## Reading passage
▶

Only stockholders of record as of the close of business on December
12, 2022 (the “Record Date”) are entitled to receive notice of,
attend and vote at the virtual Special Meeting of Stockholders. You
may attend the Meeting by visiting
https://www.virtualshareholdermeeting.com/ISUN2023SM, where you
will be able to listen to the Meeting live, have an opportunity to
submit questions, and vote your shares of Common Stock if you held
such shares as of the close of business on the Record Date. As of
the Record Date, there were 14,712,701 shares of the Company’s
Common Stock outstanding and entitled to vote.
Counting
Votes
Consistent
with state law and our bylaws, the presence, virtually or by proxy,
of at least a majority of the shares entitled to vote at the
Meeting will constitute a quorum for purposes of voting on a
particular matter at the Meeting. Once a share is represented for
any purpose at the Meeting, it is deemed present for quorum
purposes for the remainder of the Meeting and any adjournment
thereof unless a new record date is set for the adjournment. Shares
held of record by stockholders or their nominees who do not vote by
proxy or attend the Meeting virtually will not be considered
present or represented and will not be counted in determining the
presence of a quorum. Signed proxies that withhold authority or
reflect abstentions and “broker non-votes” will be counted for
purposes of determining whether a quorum is present. “Broker
non-votes” are proxies received from banks, brokerage firms or
other nominees/agents holding shares on behalf of their clients who
have not been given specific voting instructions from their clients
with respect to matters being voted on.
Pursuant
to our Third Amended and Restated Certificate of Incorporation the
vote of: (i) a majority of the voting power of the shares of iSun
Common Stock, present or represented by proxy at the iSun Special
Meeting, is required to approve the Convertible Note Proposal and
the Adjournment Proposal. The only capital stock of the Company
currently outstanding is Common Stock.
We
strongly encourage you to provide instructions to your bank,
brokerage firm, or other nominee/agent by voting your proxy. This
action ensures that your shares will be voted in accordance with
your wishes at the Meeting.
Attending
the Meeting
You
or your authorized proxy may attend the Meeting if you were a
registered or beneficial stockholder of iSun Common Stock as of the
Record Date.
To
participate in the Meeting, visit
https://www.virtualshareholdermeeting.com/ISUN2023SM and enter the
16-digit control number included on your Proxy Card. The virtual
Meeting allows stockholders to submit questions during the Meeting
in the question box provided at
https://www.virtualshareholdermeeting.com/ISUN2023SM. We will
respond to as many properly submitted questions during the relevant
portion of the Meeting agenda as time allows.

◀

Records:
▶

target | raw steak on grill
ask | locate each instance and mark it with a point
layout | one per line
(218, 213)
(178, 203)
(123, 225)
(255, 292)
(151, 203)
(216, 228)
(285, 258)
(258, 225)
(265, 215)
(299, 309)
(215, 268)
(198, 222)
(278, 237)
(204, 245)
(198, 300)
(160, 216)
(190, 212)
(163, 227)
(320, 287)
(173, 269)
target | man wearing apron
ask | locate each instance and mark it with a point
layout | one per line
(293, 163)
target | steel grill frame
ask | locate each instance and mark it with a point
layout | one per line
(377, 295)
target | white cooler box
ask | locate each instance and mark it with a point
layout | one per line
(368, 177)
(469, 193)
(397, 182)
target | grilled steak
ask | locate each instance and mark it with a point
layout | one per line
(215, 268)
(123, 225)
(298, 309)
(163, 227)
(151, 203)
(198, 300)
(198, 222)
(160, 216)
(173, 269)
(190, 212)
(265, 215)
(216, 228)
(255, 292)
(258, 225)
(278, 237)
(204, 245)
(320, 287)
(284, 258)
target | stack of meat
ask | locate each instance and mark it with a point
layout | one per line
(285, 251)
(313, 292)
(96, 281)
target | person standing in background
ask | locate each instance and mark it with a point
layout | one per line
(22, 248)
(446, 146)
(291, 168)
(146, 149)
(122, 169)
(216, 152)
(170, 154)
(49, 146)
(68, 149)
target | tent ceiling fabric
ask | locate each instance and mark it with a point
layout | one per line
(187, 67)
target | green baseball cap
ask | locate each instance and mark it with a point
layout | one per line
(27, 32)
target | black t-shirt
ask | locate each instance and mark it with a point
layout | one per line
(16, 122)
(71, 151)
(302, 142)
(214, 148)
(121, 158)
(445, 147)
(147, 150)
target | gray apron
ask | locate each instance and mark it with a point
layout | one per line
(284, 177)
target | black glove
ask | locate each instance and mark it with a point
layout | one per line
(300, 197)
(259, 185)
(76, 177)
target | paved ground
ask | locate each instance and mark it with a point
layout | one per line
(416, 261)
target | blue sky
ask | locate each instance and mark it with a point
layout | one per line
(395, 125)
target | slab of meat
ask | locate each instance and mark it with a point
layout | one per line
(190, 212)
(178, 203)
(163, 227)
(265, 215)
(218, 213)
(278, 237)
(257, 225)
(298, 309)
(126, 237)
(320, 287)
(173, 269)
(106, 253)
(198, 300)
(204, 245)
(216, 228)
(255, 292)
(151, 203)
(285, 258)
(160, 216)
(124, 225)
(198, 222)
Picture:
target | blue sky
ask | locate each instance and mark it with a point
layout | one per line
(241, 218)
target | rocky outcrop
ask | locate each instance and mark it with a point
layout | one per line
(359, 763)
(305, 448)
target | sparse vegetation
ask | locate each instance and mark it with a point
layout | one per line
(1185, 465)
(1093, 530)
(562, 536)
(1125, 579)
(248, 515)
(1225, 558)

◀

## What is needed
According to the stockholder meeting notice, how many shares of the Company's Common Stock were outstanding and entitled to vote as of the Record Date? The records are separate material from the stockholder meeting notice.

## Full solution
14,712,701 shares.